(What to do) Reproduce exactly the lines that run from the start of the records below to the line with "black tracksuit as", inclusive.
[Opening Records provided section]
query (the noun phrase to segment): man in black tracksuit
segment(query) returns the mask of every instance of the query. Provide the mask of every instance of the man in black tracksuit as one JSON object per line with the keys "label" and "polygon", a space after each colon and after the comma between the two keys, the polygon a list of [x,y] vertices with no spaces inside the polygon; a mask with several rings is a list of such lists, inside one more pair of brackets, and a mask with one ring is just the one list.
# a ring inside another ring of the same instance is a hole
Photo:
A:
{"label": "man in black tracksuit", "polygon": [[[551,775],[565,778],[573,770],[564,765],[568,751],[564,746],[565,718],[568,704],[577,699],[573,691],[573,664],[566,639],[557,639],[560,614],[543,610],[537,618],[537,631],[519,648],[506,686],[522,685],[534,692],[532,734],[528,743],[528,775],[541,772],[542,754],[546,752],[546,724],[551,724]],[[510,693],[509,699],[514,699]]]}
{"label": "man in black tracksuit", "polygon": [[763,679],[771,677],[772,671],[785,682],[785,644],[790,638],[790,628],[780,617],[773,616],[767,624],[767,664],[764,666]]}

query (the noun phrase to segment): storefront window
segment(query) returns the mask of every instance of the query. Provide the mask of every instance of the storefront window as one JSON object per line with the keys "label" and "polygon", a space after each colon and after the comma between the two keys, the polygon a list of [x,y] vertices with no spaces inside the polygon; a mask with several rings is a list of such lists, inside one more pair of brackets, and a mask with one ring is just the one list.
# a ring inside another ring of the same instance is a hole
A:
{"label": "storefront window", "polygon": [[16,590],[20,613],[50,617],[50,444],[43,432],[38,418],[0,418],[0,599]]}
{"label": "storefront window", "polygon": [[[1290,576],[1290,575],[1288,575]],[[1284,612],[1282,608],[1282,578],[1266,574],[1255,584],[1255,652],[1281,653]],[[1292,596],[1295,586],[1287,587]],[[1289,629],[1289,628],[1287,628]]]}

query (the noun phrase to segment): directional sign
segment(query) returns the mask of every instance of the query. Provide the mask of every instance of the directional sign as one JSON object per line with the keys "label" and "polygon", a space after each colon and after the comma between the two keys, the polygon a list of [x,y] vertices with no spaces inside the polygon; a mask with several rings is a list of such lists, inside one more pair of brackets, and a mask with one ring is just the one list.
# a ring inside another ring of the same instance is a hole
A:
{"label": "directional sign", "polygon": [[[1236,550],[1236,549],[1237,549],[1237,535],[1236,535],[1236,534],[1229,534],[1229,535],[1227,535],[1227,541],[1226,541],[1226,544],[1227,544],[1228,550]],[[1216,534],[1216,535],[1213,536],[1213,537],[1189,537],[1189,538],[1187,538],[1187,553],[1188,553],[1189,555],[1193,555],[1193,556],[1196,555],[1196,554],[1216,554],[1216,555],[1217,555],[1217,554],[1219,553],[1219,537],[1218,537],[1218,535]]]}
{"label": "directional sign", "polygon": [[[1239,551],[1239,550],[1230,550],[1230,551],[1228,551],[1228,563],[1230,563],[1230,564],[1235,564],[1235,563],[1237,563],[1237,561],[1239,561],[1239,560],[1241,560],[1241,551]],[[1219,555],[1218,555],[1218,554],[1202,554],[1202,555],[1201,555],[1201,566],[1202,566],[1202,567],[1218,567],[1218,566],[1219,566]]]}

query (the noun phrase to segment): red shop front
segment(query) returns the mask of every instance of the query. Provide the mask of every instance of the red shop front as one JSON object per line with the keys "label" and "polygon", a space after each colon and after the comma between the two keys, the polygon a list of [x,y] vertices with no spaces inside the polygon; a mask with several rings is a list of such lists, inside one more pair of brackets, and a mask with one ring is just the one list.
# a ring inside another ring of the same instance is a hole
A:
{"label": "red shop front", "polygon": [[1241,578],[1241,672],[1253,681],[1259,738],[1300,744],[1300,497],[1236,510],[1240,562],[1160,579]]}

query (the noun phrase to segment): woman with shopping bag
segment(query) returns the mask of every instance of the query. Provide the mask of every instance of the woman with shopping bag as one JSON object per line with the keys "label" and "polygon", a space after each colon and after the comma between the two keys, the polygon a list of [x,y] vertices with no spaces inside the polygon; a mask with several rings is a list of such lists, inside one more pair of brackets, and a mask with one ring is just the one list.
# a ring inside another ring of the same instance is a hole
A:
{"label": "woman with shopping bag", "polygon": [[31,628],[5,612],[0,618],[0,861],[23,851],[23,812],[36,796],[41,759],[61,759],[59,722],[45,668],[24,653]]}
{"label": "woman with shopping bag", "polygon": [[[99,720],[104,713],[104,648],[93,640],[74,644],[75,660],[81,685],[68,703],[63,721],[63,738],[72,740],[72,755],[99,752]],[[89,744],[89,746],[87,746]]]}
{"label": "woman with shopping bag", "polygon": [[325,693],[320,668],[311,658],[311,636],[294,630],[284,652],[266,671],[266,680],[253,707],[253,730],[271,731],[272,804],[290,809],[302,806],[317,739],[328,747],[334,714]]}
[Closing Records provided section]
(Answer area)
query (the noun phrase to segment): man in black tracksuit
segment(query) returns the mask of every instance of the query. Provide the mask of every instance of the man in black tracksuit as one JSON object per line with the keys "label" and "polygon", a space after each colon and after the comma between the two keys, the polygon a list of [x,y] vertices with no spaces inside the polygon; a mask with several rings is a list of such lists, inside one more pair of brackets, and a mask with one ring is just the one list.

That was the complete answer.